Given problem
Reproduce every line below without changing a character, but leave the pictures out.

The data
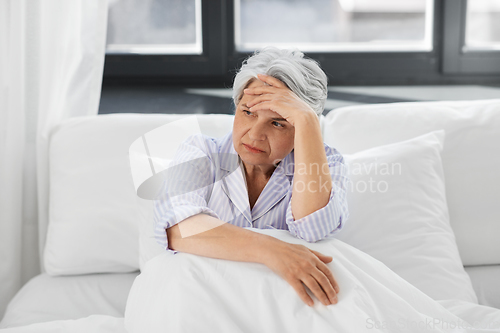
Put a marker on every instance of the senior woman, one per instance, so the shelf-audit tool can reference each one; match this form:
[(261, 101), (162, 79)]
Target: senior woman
[(272, 171)]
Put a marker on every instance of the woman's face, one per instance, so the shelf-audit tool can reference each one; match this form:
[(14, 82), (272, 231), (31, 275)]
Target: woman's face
[(261, 138)]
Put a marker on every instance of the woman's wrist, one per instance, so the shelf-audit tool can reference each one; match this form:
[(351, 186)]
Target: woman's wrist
[(265, 248)]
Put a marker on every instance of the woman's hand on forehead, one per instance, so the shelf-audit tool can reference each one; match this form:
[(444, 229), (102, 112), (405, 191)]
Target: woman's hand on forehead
[(277, 97)]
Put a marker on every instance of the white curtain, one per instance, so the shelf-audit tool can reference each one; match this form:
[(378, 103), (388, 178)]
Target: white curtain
[(51, 65)]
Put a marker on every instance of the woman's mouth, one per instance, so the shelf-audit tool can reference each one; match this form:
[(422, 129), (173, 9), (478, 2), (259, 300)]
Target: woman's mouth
[(252, 149)]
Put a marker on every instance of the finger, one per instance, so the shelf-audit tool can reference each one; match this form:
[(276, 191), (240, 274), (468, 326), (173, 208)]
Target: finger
[(326, 259), (326, 285), (301, 291), (328, 273), (271, 80), (266, 105), (316, 289), (260, 90)]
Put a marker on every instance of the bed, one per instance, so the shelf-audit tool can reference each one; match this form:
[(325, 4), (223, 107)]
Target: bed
[(99, 236)]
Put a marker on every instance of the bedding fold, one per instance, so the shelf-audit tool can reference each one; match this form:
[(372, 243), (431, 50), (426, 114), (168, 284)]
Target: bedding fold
[(188, 293)]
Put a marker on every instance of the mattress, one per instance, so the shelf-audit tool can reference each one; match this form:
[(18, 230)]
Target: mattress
[(45, 298)]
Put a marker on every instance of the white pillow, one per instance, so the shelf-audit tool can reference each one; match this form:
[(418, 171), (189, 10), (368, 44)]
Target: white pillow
[(94, 213), (399, 215), (470, 158)]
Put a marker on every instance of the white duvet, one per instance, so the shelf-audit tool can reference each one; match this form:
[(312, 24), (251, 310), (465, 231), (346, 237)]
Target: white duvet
[(188, 293)]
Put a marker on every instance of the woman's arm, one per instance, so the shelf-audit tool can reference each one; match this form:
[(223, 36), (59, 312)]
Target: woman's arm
[(312, 182), (297, 264)]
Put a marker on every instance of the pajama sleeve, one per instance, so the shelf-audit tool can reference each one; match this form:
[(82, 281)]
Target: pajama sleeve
[(186, 187)]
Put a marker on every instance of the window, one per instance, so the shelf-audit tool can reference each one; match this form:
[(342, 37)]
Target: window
[(471, 40), (193, 42), (482, 25), (334, 26)]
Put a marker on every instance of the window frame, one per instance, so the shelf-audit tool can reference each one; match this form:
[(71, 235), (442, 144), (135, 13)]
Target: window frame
[(455, 59)]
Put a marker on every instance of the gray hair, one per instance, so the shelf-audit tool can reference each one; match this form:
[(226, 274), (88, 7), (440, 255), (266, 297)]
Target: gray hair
[(301, 75)]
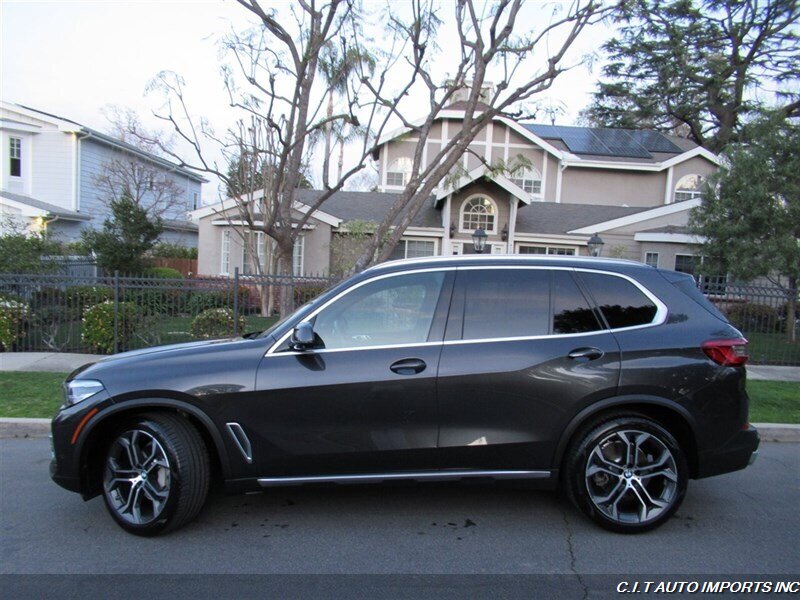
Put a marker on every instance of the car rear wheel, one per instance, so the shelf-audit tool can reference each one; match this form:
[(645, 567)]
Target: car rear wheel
[(156, 474), (627, 473)]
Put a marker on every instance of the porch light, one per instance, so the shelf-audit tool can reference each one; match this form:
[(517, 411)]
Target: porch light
[(479, 240), (595, 245)]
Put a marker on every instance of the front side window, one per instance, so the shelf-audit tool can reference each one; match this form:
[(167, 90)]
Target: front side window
[(689, 187), (622, 303), (478, 213), (392, 310), (505, 303), (15, 157)]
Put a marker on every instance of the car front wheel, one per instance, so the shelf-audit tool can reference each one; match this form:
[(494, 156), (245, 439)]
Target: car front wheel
[(156, 474), (626, 473)]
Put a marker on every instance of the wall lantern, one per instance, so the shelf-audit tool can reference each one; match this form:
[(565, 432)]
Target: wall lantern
[(595, 245), (479, 240)]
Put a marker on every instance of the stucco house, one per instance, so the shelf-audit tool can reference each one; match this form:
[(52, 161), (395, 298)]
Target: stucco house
[(51, 172), (634, 189)]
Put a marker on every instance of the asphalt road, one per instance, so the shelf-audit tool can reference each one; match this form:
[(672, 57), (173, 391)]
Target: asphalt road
[(745, 522)]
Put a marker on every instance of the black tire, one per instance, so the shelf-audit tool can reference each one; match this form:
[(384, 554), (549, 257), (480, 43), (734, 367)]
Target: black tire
[(596, 470), (172, 483)]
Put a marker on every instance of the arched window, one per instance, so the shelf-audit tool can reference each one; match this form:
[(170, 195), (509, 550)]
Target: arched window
[(529, 180), (399, 171), (689, 187), (478, 212)]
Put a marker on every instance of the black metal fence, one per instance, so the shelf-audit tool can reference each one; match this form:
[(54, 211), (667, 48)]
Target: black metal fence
[(763, 314), (96, 314)]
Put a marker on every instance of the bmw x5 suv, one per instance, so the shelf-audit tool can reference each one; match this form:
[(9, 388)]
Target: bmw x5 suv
[(615, 381)]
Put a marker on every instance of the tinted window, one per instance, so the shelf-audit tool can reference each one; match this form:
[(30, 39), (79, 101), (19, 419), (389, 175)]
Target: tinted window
[(505, 303), (571, 311), (393, 310), (621, 302)]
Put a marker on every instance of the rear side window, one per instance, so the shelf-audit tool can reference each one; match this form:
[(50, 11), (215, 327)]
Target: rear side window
[(571, 311), (621, 302), (505, 303)]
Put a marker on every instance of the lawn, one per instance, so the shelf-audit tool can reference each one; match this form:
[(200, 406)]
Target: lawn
[(39, 395)]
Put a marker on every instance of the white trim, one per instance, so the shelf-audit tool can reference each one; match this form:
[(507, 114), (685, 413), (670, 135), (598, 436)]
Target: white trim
[(496, 214), (668, 195), (670, 238), (645, 215)]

The completed task
Put a marker on every instance of the senior woman, one per instance, so the shelf-audit tool can reference each one; match this form:
[(261, 101), (162, 79)]
Target: senior woman
[(272, 171)]
Put a marker on every instance of the woman's face, one per instance, so the shelf-audit tool can reference each one; match this form:
[(14, 82), (272, 231), (31, 275)]
Target: woman's face
[(261, 138)]
Put a marker on every instance of the woman's wrist, one per instance, so the shelf-audit tool can reference each one; match this form:
[(351, 186)]
Target: woman's wrist
[(265, 248)]
Put a marker on every instance of the woman's hand on forehead, one per instance, so the shelf-audit tool can reference each one; match this form:
[(444, 229), (102, 112), (405, 191)]
Target: woman's hand on forehead
[(277, 97)]
Put a marker on every instance of the white curtain, one per instance, so the shelf-audit tool can reference each one; match this form:
[(378, 103), (388, 178)]
Target: white curtain
[(51, 65)]
Put a marker on every instance of the woman's mouth, one per instance, so the shelf-audit tool can reference each one; match this form:
[(422, 129), (173, 9), (478, 2), (259, 300)]
Target: woman's mouth
[(252, 149)]
Put a marker on every instance of the finger, one per instance, so the shelf-audit tool can reference each one; match this form:
[(276, 191), (240, 274), (468, 326), (173, 208)]
Target: finger
[(326, 259), (326, 285), (301, 291), (328, 273), (271, 80), (266, 105), (316, 289), (260, 90)]
Put a marker on every instance of the bed, one per instance, so the shelf-audit tool can reference each one; match this form:
[(325, 4), (223, 107)]
Target: bed
[(99, 236)]
Put a marker on every instance of the bedding fold, one per instance, so the shelf-audit tool can reference each one; match this form:
[(372, 243), (431, 50), (426, 114), (168, 284)]
Target: bedding fold
[(188, 293)]
Put a marker on every instance of the mattress, one per instance, so the shelf-audit tool can reference each one; match this form:
[(18, 230)]
Target: mattress
[(45, 298)]
Put a marker on every instance of the white pillow, one per instance, so the shelf-audit tool can reference each one; match this form:
[(418, 171), (189, 10), (368, 44)]
Target: white pillow
[(94, 213), (399, 215), (470, 158)]
Put a marker on every instance of the white duvet, one per instance, so the shelf-audit tool can reference each one; match this form:
[(312, 24), (251, 310), (465, 231), (346, 237)]
Target: white duvet
[(188, 293)]
Put a marker on every instance of the woman's arm, one per instance, so the shelf-audit tool can reference each one; match this form:
[(223, 36), (59, 312)]
Target: woman's arm
[(312, 182), (297, 264)]
Put a marker on every instance of the pajama sleeve, one per instance, so the shelf-audit tool can reference each one; match this form:
[(82, 281)]
Target: pajama sleeve
[(186, 187)]
Put a marker on every instance of the window, one per instance, so the shelf-audit tool can reference each one; match this form:
[(342, 37)]
Target: window
[(471, 40), (193, 42), (482, 25), (334, 26)]
Put a marker on every instance of the window frame, one per instance, so the shelf-audit tool can reference each one; match this form:
[(71, 235), (442, 144), (135, 13)]
Target: window frame
[(455, 59)]
Put a marker on every instance of the gray hair, one per instance, so the shelf-audit tool can reference each one; match this form:
[(226, 274), (88, 7), (440, 255), (266, 297)]
Target: gray hair
[(301, 75)]
Put a marker on every instance of the car rear wheel, one per instance, so the shelf-audit tool can reference each one; match this form:
[(645, 567)]
Target: car rear wheel
[(156, 474), (627, 473)]
Put a marker on every instance of the porch light, one per instance, so the shelf-audit tool can reference each one; match this form:
[(517, 411)]
Target: porch light
[(479, 240), (595, 245)]
Put a marker on every instance of the front side window, one per instance, so the shelf-audit tool can reference each one; match this form:
[(167, 90)]
Target: front side window
[(689, 187), (622, 303), (478, 213), (392, 310), (505, 303), (15, 157)]
Put a marker on every instance of the car front wheel, one per instance, so the shelf-audit tool can reference each one; match this form:
[(494, 156), (245, 439)]
Target: car front wheel
[(156, 474), (626, 473)]
Put a marker on every instance of the wall lantern, one per instance, so the shelf-audit tool can reference each one; match this form:
[(565, 432)]
Target: wall lantern
[(595, 245), (479, 240)]
Put a marker on every instance of the stucco house, one per instance, so the shelf-audit tool can reference each one; match this form:
[(52, 161), (395, 298)]
Target: stucco house
[(51, 172), (634, 189)]
Put a marker on every instance of the asphalt road, one per instance, so the shelf-audit tool can reference each one; match this form:
[(672, 57), (173, 391)]
Target: asphalt road
[(745, 522)]
Put a marker on every instance of the black tire, one per instance, so the shelf-audit tool can reference each one; match this form:
[(384, 554), (549, 257), (480, 43), (734, 367)]
Target: black tire
[(596, 470), (172, 483)]
Put a marker on every instance of the arched window, one per instance, so the shelf-audit tool can reference each one; match this form:
[(170, 195), (509, 550)]
Target: arched window
[(529, 180), (399, 171), (689, 187), (478, 212)]
Put a marker on every instance of the black metal fence, one per instance, so the shelf-audit tool can reference each one; match this form:
[(54, 211), (667, 48)]
Target: black metal fence
[(763, 314), (96, 314)]
Put a marker on every instance of the bmw x5 suv, one per instance, so the shelf-audit tool can reference each one; match this form:
[(9, 388)]
Target: bmw x5 suv
[(615, 381)]
Put a marker on every instance of the tinted window, one per instance, so the shelf-audit tool can reference each one; match this form:
[(30, 39), (79, 101), (19, 419), (389, 175)]
Target: tinted window
[(505, 303), (571, 311), (393, 310), (621, 302)]
Put a marker on every instance of the rear side window, one per instance, so the shelf-audit tool can reference each one; match this form:
[(50, 11), (215, 327)]
Target: rear side window
[(571, 311), (621, 302), (505, 303)]
Put a marker on every instance of the lawn, one per instance, so the shelf-audit tool can reference each one; match this form:
[(200, 406)]
Target: lawn
[(39, 395)]
Put a marker on every instance of the white trim, one per instance, so the shelf-audit tool can reference each one; match this form:
[(507, 114), (685, 413), (670, 135), (598, 436)]
Target: white trim
[(496, 214), (668, 195), (670, 238), (645, 215)]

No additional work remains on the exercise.